■ PROBLEM STATEMENT ■
Return exactly the line that contains "spot the red water" and all lines beneath it in the entries, through the very last one.
*** GIVEN DATA ***
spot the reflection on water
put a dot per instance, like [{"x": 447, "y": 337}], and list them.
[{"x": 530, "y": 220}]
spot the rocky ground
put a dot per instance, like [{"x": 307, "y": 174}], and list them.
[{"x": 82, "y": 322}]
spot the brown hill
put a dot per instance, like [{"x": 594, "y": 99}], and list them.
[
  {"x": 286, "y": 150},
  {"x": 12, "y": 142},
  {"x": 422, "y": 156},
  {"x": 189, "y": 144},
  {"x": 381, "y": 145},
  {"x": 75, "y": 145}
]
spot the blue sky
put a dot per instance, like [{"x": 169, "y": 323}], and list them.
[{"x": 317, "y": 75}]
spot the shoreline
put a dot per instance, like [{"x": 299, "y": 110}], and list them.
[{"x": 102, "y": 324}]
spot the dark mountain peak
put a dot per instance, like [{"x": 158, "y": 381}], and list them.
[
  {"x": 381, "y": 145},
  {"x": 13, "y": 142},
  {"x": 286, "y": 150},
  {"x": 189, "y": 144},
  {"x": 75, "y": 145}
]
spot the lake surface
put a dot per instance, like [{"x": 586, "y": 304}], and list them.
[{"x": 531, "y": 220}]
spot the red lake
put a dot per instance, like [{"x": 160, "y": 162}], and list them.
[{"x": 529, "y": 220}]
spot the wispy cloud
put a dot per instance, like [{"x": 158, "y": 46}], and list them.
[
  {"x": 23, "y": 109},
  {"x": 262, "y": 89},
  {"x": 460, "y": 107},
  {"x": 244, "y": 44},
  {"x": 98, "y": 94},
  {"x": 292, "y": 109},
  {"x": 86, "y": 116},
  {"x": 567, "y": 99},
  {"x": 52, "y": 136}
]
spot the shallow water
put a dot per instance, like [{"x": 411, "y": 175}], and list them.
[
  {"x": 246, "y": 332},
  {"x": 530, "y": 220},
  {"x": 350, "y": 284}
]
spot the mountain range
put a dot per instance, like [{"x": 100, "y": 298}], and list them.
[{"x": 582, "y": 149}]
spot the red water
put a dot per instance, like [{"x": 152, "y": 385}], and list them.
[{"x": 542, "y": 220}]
***
■ EXERCISE RESULT ■
spot the red water
put a dot per instance, like [{"x": 152, "y": 385}], and list them.
[{"x": 542, "y": 220}]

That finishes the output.